• Task data
==*==
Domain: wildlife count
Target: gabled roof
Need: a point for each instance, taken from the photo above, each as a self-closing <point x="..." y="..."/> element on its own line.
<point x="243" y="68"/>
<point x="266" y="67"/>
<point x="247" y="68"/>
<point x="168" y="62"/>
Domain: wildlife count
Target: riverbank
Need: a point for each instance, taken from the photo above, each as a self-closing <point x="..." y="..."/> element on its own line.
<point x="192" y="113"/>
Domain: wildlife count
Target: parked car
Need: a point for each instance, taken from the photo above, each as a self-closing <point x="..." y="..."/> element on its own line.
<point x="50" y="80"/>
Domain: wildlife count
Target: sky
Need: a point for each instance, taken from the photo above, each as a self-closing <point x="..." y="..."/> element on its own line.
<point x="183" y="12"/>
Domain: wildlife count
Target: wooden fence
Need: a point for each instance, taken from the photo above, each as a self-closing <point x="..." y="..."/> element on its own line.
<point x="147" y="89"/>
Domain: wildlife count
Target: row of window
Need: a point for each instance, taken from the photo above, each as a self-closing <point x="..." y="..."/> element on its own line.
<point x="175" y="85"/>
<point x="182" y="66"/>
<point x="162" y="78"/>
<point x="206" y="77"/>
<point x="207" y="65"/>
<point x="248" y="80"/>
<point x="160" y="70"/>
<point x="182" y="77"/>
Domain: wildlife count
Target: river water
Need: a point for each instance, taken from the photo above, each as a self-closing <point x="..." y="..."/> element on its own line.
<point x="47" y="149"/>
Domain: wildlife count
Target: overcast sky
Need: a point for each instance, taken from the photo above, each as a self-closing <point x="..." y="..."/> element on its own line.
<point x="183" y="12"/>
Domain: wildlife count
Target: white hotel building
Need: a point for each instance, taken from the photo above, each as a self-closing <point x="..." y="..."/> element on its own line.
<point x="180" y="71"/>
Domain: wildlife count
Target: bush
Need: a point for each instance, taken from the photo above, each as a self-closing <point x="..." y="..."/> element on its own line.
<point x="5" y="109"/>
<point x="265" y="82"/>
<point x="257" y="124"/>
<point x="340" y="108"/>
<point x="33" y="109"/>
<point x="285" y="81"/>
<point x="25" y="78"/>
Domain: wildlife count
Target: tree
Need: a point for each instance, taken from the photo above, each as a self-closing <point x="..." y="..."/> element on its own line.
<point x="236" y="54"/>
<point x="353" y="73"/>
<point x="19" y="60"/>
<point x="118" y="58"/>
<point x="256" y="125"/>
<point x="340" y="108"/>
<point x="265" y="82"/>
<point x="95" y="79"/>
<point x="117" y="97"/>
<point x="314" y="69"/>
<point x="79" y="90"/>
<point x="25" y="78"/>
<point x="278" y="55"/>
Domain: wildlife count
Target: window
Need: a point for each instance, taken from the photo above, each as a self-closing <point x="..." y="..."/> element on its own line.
==*==
• Exercise aim
Find every line in the entries above that contains the word "Target", and copy each one. Match case exactly.

• Task result
Target: gabled roof
Target: riverbank
Target: parked car
Target: sky
Target: wooden fence
Target: row of window
Target: river water
Target: overcast sky
Target: white hotel building
Target: bush
Target: tree
Target: window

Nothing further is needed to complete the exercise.